Article.
Previous downturns, while painful, have been "two-year affairs," Teal Group analyst Richard Aboulafia said.

But analysts now don't expect deliveries to improve until 2012, about four years after the recession started taking its toll on the market.

And Aboulafia predicts it will be 2015 or 2016 before the market returns to previous highs.

"We were all hoping the recovery would come in (the second half of this year), but it's continuing to linger," said Bombardier Learjet vice president and general manager David Coleal. "It continues to be very difficult in this segment of the market."

Their comments came ahead of the National Business Aviation Association's annual convention, which runs Tuesday through Oct. 21 in Atlanta. It's the world's largest show dedicated to business aircraft and the nation's fourth-largest trade show.

Cessna Aircraft is planning a major announcement at NBAA, and Hawker Beechcraft will announce some product advancements and some new additions, while Bombardier will provide information about its new Global family of aircraft and give updates on the new Learjet 85.

But Hawker Beechcraft CEO Bill Boisture said the market has stagnated.

Today, the market for business jets is 40 to 50 percent down from 2007 and 2008.

A year ago, Boisture expected the market to be flat by now. But "I didn't realize it would be flat as low as it is."

Wichita has borne the biggest brunt of downturn in the business jet market.

"Wichita really is the center of the problem," Aboulafia said. "The bottom half of the market is just getting crushed, and the top half is doing really well.

"It's one thing for the entire industry to feel a certain pain, but for all of the pain to be suddenly dumped on Wichita-based companies -- that's an extremely unusual event."

Companies that offer larger business jets -- Gulfstream, Dassault and Bombardier's larger jet segment of the market -- are doing fine, he said.

But builders of small to midsize jets -- Cessna Aircraft, Hawker Beechcraft and Bombardier's Learjet plant in Wichita -- have felt the most distress.

Source material.
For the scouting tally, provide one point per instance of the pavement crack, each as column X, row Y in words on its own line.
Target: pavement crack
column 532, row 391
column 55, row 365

Task requirements.
1. Rewrite the business jet article from "Cessna Aircraft is" to "business jet market.", replacing "stagnated" with "stalled".
2. Answer these questions about the business jet article:
(a) In which city is the National Business Aviation Association's annual convention held?
(b) How far down is the market for business jets from 2007 and 2008?
(c) Which companies offering larger business jets are said to be doing fine?
3. Continue the article on the business jet downturn from the point where it ends.

Solved tasks.
1.
Cessna Aircraft is planning a major announcement at NBAA, and Hawker Beechcraft will announce some product advancements and some new additions, while Bombardier will provide information about its new Global family of aircraft and give updates on the new Learjet 85.

But Hawker Beechcraft CEO Bill Boisture said the market has stalled.

Today, the market for business jets is 40 to 50 percent down from 2007 and 2008.

A year ago, Boisture expected the market to be flat by now. But "I didn't realize it would be flat as low as it is."

Wichita has borne the biggest brunt of downturn in the business jet market.

2.
(a) Atlanta.
(b) 40 to 50 percent.
(c) Gulfstream, Dassault and Bombardier's larger jet segment of the market.

3.
"It's a lot worse than anyone expected," Aboulafia said.

Wichita planemakers have cut production and about 13,000 jobs since late 2008.

Buyers of large business jets tend to be less susceptible to market fluctuations than smaller jet buyers.

Buyers of small and midsize jets also tend to rely on financing for jet purchases, and financing remains difficult.

And many orders for Wichita jets came from the fractional ownership market, which "basically imploded from the standpoint of taking (delivery of) new jets," Aboulafia said.

Sales of new aircraft also have been hurt by a glut of quality used aircraft on the market at low prices.

The numbers remain elevated, although they are coming down.

Wichita planemakers also are grappling with how to compete with a relative newcomer to the market -- Brazil-based Embraer.

The planemaker is capturing market share.

Embraer is "aiming its attention directly at Wichita," Aboulafia said.

Backlog pain

The distress in Wichita's business jet industry is evident in its eroding order backlogs.

Cessna's backlog reached a record high of $16 billion at the end of the June 2008. At the end of 2009, it had dropped to $4.9 billion. And by the end of June, its backlog was $3.7 billion, down 77 percent from the 2008 high.

Hawker Beechcraft, meanwhile, reached a record $7.6 billion backlog at the end of 2008. But by the end of June 2010, it dropped to $2.4 billion, down 68 percent.

Bombardier posted a $23.5 billion backlog in its aerospace business at the end of January 2009, the end of its fiscal year. That's declined to $16.7 billion at the end of January this year, a drop of 29 percent.

The drops in backlog aren't good news, Aboulafia said. But no one can take comfort from business jet backlogs even in the good times, he said.